*** Supplied records

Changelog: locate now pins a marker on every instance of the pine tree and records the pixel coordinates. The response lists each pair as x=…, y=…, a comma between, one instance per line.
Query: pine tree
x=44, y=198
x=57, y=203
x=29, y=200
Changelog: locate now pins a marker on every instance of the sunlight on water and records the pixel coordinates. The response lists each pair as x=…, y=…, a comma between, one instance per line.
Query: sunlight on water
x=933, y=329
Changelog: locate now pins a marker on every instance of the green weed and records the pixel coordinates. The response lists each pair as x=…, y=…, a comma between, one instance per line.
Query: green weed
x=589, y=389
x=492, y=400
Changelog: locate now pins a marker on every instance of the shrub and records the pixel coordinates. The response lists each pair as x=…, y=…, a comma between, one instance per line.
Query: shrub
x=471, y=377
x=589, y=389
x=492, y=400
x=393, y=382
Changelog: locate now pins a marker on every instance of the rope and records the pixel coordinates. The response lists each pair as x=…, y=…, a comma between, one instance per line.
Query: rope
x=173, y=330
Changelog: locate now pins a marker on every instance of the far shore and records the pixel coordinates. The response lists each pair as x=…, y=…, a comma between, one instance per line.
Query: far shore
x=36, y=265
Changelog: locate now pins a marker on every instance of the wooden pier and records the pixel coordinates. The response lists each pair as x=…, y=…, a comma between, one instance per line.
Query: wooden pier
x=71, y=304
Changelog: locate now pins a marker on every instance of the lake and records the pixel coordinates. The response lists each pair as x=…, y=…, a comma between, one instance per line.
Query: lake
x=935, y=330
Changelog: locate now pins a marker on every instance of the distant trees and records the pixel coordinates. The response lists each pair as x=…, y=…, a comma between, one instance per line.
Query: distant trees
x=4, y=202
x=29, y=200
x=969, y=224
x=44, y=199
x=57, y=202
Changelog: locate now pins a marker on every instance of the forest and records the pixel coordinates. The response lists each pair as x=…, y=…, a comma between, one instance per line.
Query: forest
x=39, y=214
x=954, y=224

******

▶ _Exercise objective_
Exact copies of every record are required, so retype them in full.

▶ _Written solution_
Changelog: locate now pins a marker on every instance of the pine tree and records the pixel coordinates. The response lists each pair as x=…, y=…, a comma between, one instance per line.
Query: pine tree
x=44, y=198
x=57, y=203
x=29, y=200
Changelog: locate now pins a marker on every instance of the sunlight on water and records the pixel coordinates. The response lists each pair as x=…, y=…, a comma between, one instance per line.
Query: sunlight on water
x=933, y=329
Changelog: locate now pins a marker on every instance of the green weed and records the pixel coordinates. The response lists each pair as x=…, y=…, a comma between, one instance per line.
Query: green weed
x=589, y=389
x=492, y=400
Changelog: locate now pins a marker on every instance of the shrub and records the pixel coordinates. The response lists each pair as x=…, y=…, a comma between, one instance per line.
Query: shrub
x=471, y=377
x=589, y=389
x=492, y=400
x=393, y=382
Changelog: locate now pins a marker on every instance of the rope and records the pixel coordinates. The response lists each pair as x=…, y=…, a comma between, one instance per line.
Query: rope
x=173, y=330
Changelog: locate now pins a marker on every instance of the far shore and records the pixel coordinates. The response lists each pair as x=…, y=…, a comma between, one instance per line.
Query: far shore
x=36, y=265
Changelog: locate now pins a marker on every instance of the wooden pier and records the pixel coordinates. The response lists each pair as x=…, y=…, a comma between, one instance per line.
Query: wooden pier
x=71, y=304
Changelog: locate now pins a marker on every instance of the lake and records the pixel coordinates. The response lists each pair as x=…, y=…, a comma between, one instance per line.
Query: lake
x=935, y=330
Changelog: locate now pins a marker on every instance of the distant trees and records the pixel coordinates. The response lists each pair as x=…, y=…, a comma between, one instance per line.
Query: distant trees
x=4, y=202
x=29, y=200
x=969, y=224
x=44, y=199
x=57, y=202
Changelog: locate now pins a marker on every instance of the forest and records the pixel coordinates. The response lists each pair as x=…, y=…, a comma between, one instance per line.
Query: forest
x=39, y=214
x=954, y=224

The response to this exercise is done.